*** RECORD EXCERPTS

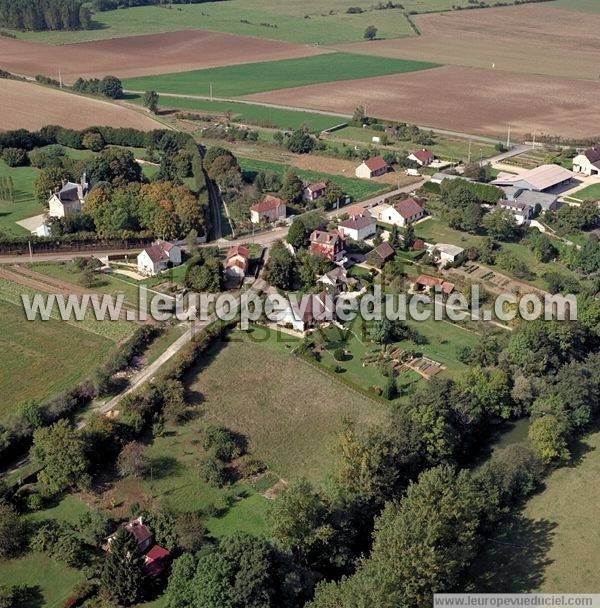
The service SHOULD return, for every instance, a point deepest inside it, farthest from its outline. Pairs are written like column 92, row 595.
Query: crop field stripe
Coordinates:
column 245, row 79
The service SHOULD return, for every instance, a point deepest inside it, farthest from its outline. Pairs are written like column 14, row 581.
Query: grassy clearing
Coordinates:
column 356, row 188
column 307, row 22
column 444, row 147
column 289, row 412
column 237, row 80
column 552, row 546
column 25, row 204
column 250, row 114
column 42, row 358
column 53, row 580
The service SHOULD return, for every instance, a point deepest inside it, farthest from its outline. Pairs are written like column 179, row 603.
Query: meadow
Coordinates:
column 250, row 114
column 356, row 188
column 307, row 22
column 551, row 546
column 246, row 79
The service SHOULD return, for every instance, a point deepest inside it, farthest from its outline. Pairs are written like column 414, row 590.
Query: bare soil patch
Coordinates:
column 144, row 55
column 29, row 106
column 461, row 99
column 533, row 39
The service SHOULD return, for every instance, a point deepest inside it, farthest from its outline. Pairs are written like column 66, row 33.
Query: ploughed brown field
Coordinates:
column 534, row 39
column 460, row 99
column 29, row 106
column 143, row 55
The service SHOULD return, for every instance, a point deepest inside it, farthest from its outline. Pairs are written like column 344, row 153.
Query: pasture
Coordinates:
column 30, row 351
column 24, row 204
column 289, row 412
column 251, row 78
column 543, row 38
column 136, row 55
column 551, row 546
column 29, row 106
column 473, row 101
column 249, row 114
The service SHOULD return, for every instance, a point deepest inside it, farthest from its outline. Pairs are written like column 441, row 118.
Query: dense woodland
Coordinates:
column 39, row 15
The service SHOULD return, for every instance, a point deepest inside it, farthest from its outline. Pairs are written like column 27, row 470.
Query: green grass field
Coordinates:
column 307, row 22
column 250, row 114
column 356, row 188
column 552, row 546
column 591, row 193
column 24, row 205
column 238, row 80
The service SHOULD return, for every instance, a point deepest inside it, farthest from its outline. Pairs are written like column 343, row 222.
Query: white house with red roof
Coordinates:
column 157, row 257
column 238, row 258
column 406, row 211
column 422, row 157
column 373, row 167
column 270, row 209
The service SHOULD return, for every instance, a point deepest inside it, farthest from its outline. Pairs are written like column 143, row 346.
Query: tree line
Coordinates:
column 40, row 15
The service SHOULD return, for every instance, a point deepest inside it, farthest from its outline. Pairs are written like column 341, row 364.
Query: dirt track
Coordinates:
column 534, row 39
column 461, row 99
column 28, row 106
column 143, row 55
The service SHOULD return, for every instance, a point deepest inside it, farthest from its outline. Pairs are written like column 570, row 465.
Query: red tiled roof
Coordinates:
column 154, row 562
column 376, row 163
column 267, row 204
column 425, row 156
column 408, row 208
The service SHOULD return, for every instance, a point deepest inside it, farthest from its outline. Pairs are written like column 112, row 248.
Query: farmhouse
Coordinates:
column 238, row 258
column 406, row 211
column 380, row 255
column 447, row 254
column 426, row 283
column 540, row 179
column 312, row 192
column 270, row 209
column 520, row 211
column 157, row 257
column 328, row 244
column 69, row 199
column 422, row 157
column 358, row 227
column 587, row 163
column 372, row 168
column 308, row 311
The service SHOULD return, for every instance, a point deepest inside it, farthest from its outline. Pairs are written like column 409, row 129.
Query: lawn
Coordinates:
column 552, row 546
column 444, row 147
column 307, row 22
column 357, row 189
column 42, row 358
column 237, row 80
column 24, row 205
column 591, row 193
column 250, row 114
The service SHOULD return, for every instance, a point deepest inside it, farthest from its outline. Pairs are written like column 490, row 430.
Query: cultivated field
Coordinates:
column 28, row 106
column 142, row 55
column 461, row 99
column 552, row 547
column 532, row 39
column 239, row 80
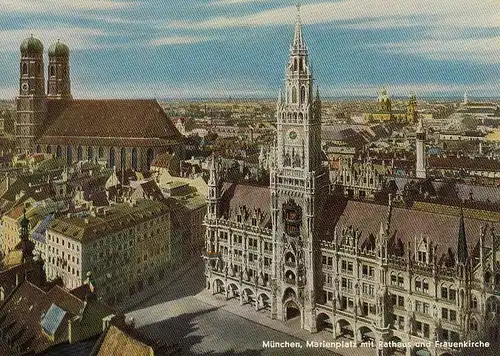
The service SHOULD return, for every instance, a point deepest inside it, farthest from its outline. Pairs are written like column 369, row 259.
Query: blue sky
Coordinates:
column 219, row 48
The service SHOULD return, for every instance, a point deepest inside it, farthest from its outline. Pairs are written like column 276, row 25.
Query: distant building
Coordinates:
column 125, row 247
column 123, row 133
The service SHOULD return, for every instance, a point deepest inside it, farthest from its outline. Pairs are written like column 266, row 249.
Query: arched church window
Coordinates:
column 297, row 162
column 149, row 157
column 79, row 153
column 123, row 156
column 292, row 216
column 134, row 159
column 111, row 157
column 288, row 161
column 69, row 155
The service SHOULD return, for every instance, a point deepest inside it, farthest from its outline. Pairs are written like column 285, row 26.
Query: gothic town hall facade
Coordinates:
column 425, row 276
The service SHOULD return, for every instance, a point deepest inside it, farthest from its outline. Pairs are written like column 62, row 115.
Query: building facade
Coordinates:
column 123, row 248
column 126, row 134
column 356, row 270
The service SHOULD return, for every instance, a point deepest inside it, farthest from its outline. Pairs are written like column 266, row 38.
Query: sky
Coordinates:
column 182, row 49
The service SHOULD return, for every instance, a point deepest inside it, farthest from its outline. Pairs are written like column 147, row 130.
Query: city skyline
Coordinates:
column 225, row 48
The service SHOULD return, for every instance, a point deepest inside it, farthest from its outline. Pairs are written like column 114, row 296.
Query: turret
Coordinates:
column 58, row 83
column 213, row 191
column 421, row 169
column 462, row 253
column 31, row 102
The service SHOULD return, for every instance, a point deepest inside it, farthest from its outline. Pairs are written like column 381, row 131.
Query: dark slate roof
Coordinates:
column 52, row 319
column 108, row 122
column 38, row 233
column 252, row 198
column 406, row 224
column 455, row 163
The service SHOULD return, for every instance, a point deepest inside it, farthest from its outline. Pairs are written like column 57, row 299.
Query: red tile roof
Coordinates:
column 112, row 122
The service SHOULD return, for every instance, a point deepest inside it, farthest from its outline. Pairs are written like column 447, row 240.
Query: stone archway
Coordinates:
column 218, row 286
column 292, row 310
column 248, row 296
column 233, row 291
column 324, row 322
column 263, row 302
column 366, row 334
column 395, row 350
column 344, row 328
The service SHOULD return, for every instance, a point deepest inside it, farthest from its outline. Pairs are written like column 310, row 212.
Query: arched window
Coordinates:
column 134, row 159
column 487, row 277
column 302, row 94
column 69, row 155
column 123, row 157
column 90, row 154
column 149, row 157
column 473, row 324
column 79, row 153
column 473, row 303
column 294, row 95
column 111, row 157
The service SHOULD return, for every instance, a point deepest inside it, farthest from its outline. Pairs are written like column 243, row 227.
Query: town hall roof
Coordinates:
column 108, row 122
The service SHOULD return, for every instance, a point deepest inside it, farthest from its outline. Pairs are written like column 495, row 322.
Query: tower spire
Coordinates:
column 462, row 253
column 298, row 40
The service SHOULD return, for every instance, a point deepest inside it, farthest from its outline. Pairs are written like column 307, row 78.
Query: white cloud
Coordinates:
column 177, row 40
column 37, row 6
column 233, row 2
column 457, row 13
column 75, row 38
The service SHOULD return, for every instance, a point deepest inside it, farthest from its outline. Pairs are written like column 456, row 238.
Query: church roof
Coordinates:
column 108, row 122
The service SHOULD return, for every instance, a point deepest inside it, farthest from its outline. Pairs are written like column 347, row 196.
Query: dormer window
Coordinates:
column 421, row 256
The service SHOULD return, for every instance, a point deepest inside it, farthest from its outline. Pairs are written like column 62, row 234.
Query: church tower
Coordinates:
column 421, row 159
column 299, row 185
column 411, row 110
column 58, row 82
column 31, row 102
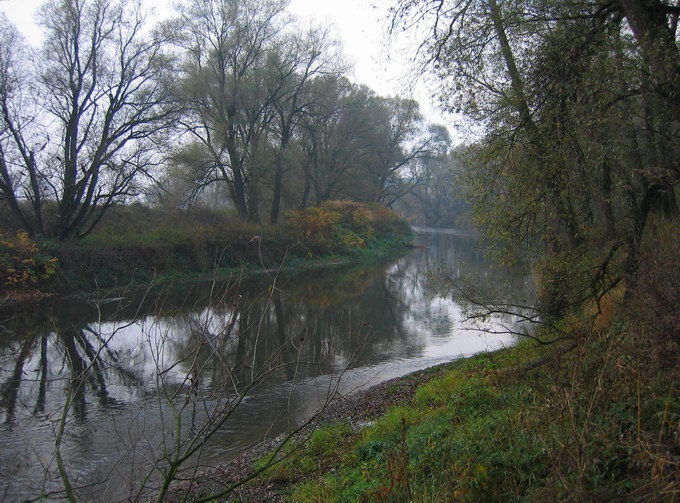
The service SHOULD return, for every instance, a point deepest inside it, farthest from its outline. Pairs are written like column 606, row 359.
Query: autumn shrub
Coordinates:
column 656, row 297
column 23, row 267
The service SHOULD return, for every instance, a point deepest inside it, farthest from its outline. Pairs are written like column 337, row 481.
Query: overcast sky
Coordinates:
column 380, row 62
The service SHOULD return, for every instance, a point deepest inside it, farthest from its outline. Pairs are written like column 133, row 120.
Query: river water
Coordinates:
column 133, row 378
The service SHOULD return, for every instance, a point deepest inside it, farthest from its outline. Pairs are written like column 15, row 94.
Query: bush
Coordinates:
column 23, row 267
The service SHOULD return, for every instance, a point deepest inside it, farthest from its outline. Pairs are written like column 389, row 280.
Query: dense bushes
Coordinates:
column 137, row 243
column 23, row 267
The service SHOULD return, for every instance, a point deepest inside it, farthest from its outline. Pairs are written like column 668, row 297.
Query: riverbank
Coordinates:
column 585, row 420
column 114, row 258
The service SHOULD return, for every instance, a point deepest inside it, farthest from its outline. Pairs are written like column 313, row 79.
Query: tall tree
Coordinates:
column 229, row 88
column 79, row 118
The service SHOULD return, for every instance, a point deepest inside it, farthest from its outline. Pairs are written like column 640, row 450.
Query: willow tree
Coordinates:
column 578, row 105
column 79, row 118
column 229, row 85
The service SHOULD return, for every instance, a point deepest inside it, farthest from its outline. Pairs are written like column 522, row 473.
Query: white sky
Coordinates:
column 361, row 26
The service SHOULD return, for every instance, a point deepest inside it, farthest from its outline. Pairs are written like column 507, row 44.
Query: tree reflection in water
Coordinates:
column 126, row 365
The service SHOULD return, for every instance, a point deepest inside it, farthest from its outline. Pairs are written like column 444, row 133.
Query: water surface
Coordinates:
column 137, row 370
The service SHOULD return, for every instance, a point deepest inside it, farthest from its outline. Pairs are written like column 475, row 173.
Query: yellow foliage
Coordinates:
column 21, row 263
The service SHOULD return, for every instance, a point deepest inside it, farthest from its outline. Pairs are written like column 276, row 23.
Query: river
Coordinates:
column 136, row 371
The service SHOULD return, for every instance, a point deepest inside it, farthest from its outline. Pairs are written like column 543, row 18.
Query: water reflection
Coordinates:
column 126, row 364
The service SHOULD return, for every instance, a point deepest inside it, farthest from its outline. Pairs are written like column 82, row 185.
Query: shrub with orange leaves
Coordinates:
column 22, row 265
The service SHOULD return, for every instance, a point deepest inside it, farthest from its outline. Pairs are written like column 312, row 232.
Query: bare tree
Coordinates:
column 306, row 56
column 77, row 131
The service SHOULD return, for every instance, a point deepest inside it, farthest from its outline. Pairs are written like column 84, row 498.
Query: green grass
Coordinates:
column 476, row 435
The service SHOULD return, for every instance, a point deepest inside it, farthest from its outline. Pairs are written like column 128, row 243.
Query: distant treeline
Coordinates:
column 228, row 104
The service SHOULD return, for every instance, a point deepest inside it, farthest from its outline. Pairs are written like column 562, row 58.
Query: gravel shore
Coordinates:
column 357, row 409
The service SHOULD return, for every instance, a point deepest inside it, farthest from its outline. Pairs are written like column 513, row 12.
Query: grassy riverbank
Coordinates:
column 136, row 247
column 593, row 425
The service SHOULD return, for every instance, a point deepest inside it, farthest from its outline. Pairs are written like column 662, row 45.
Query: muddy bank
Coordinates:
column 358, row 409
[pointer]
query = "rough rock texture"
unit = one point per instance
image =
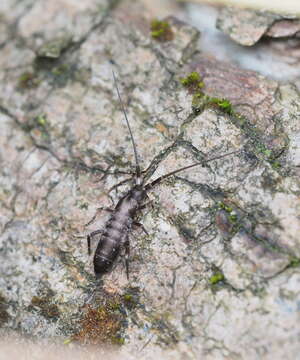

******

**YOUR OBJECTIVE**
Among the entries above, the line containing "Query: bush", the line containing "522, row 473.", and all lines between them are to be restated word for word; nothing else belongs in the reply.

**RESPONSE**
Query: bush
Coordinates:
column 23, row 267
The service SHOULD return, for every instance, a point deepest inside it, farthest from its outline. Pairs are written like column 389, row 280.
Query: dense bushes
Coordinates:
column 137, row 243
column 23, row 267
The service SHOULD return, for every instance, a point deepest inside it, farthest from its outline. Pairs are written like column 668, row 297.
Query: riverbank
Coordinates:
column 585, row 420
column 114, row 258
The service SHOULD return, for every instance, a point deepest inside it, farthest from its outline. Pairs are written like column 313, row 79.
Query: tall tree
Coordinates:
column 229, row 88
column 79, row 118
The service SHOULD return, for every instance, a point deepest inside it, farthest from its outline. Pairs are written like column 640, row 450.
Query: willow tree
Coordinates:
column 578, row 105
column 79, row 118
column 229, row 85
The service SHOULD return, for every instance, a point deepest inside it, farthest from its outline. Pairs are written like column 522, row 473.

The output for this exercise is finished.